Человек, которого я глубоко уважаю за его знание дела, однажды в нашей частной беседе признался мне, что из произведений русских писателей он читал лишь «что-то» Достоевского и… все. Такие имена, как Пушкин, Лермонтов, Толстой, ему знакомы, но чего-либо конкретного из их сочинений он не помнит.
Разговор о русской культуре обычно ограничивается воспоминанием о «большом балете», Чайковском.
Возможно, я обязан оговориться, подчеркнуть, напомнить, что я был связан с довольно ограниченным кругом людей, по профессии и интересам далеко отстоящим от искусства.
Но вот уже не мои субъективные восприятия. В каждом крупном западногерманском городе существуют музеи, выставки, содержащие порой редкостные экспонаты. Но не они поражали меня при осмотрах, а отсутствие посетителей. И мне всякий раз вспоминались многочисленные очереди людей, желающих попасть в нашу Третьяковку, Эрмитаж, Пушкинский и Русский музеи… Отчего это? Я не знаю. Может быть, это равнодушие следует объяснить обилием информации, ярмарок, выставок…
В 1974 году в Кёльне был открыт интереснейший Римско-Германский музей, располагающий уникальными экспонатами, обнаруженными в большинстве своем совсем недавно и относящимися к истории Древнего Рима и германских племен. Первое время музей посещался. Но вот любопытство публики было удовлетворено, и интерес к нему пропал.
Я хочу быть понятым правильно. Я нисколько не сомневаюсь в том, что в Западной Германии имеется достаточное количество знатоков, любителей, ценителей, равно как и высококвалифицированных специалистов по искусствоведению, истории, археологии и т. д. и т. д. Я свидетельствую лишь, что нет здесь того непосредственного, массового, стихийного интереса, даже влечения к искусству, той неутолимой жажды прекрасного, которую охотно отмечают почти все иностранцы, побывавшие в нашей стране.
Бундеснемцы в большинстве своем замкнуты и живут в общем-то узкими интересами своей семьи, своего дома, своей работы, своей фирмы. Большая политика интересует «маленького» человека здесь лишь постольку-поскольку. В массе своей он аполитичен. Думается, лучшим доказательством тому является, по крайней мере на данном этапе, популярность центристских, реформистских политических партий.
******************************
**Рабочее задание A:** В каком году, согласно отрывку о западных немцах и искусстве, в Кёльне открыли Римско-Германский музей?
**Рабочее задание B:** Продолжите отрывок о западных немцах и искусстве сразу после его последнего предложения.
Список, который идёт дальше, здесь никакой роли не играет.
******************************
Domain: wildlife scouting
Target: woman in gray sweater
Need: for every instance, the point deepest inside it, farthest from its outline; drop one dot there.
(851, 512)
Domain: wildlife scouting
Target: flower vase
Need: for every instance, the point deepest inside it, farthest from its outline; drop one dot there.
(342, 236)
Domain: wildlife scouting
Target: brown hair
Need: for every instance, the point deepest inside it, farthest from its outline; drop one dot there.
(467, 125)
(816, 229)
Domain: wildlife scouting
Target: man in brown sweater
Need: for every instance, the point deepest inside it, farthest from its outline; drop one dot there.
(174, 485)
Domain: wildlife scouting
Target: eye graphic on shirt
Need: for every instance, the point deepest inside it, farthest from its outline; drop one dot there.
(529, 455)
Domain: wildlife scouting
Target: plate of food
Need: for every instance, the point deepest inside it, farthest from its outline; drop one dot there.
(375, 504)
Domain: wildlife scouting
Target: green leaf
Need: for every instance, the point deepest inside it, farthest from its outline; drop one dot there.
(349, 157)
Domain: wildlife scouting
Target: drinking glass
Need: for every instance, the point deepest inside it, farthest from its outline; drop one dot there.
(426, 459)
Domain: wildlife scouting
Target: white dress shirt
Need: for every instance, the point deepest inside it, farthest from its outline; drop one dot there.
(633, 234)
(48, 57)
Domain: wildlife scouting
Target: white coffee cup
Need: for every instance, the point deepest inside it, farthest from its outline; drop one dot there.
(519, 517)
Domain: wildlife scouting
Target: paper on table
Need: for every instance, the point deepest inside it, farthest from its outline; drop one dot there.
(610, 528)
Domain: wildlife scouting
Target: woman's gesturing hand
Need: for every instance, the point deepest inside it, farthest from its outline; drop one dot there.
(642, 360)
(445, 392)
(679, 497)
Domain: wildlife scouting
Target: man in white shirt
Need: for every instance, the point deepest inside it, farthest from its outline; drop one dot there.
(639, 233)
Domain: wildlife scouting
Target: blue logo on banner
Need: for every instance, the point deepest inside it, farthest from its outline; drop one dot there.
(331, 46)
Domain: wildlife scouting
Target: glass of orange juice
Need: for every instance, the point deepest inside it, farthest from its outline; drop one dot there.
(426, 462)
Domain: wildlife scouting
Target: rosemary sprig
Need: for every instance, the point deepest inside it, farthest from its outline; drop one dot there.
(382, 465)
******************************
**Поле для ответа A:** В 1974 году.

**Поле для ответа B:**
Социально-политическая обстановка в ФРГ сложна и изменчива. Это хочется повторять и повторять. С этим сталкиваешься ежедневно, на каждом шагу. Относительно высокий уровень жизни ни в коей мере не снимает социальных проблем. Число безработных давно перевалило за миллион человек. Особую остроту приобретает безработица среди молодежи. Неудовлетворительно обеспечение пенсионеров. Все это не может не отражаться на общем состоянии общества. Взрывоподобный рост терроризма, ограблений, похищений, насилий. Не проходит дня, в самом буквальном смысле этого слова, чтобы каналы информации не известили об очередном крахе, убийстве или скандале в самых высших сфеpax. Западногерманское общество бьет лихорадка. Болезнь установлена. Давно известен и ее носитель — капитализм.
«Общество потребления». Магические, ласкающие слух обывателя слова. Вчера: двухкомнатная квартира, малолитражная машина, телевизор. Сегодня: «Мерседес», четырехкомнатная квартира, стереозвук. Завтра: два «Мерседеса», дом, цветной телевизор… А я — все тот же. Не лучше, не хуже.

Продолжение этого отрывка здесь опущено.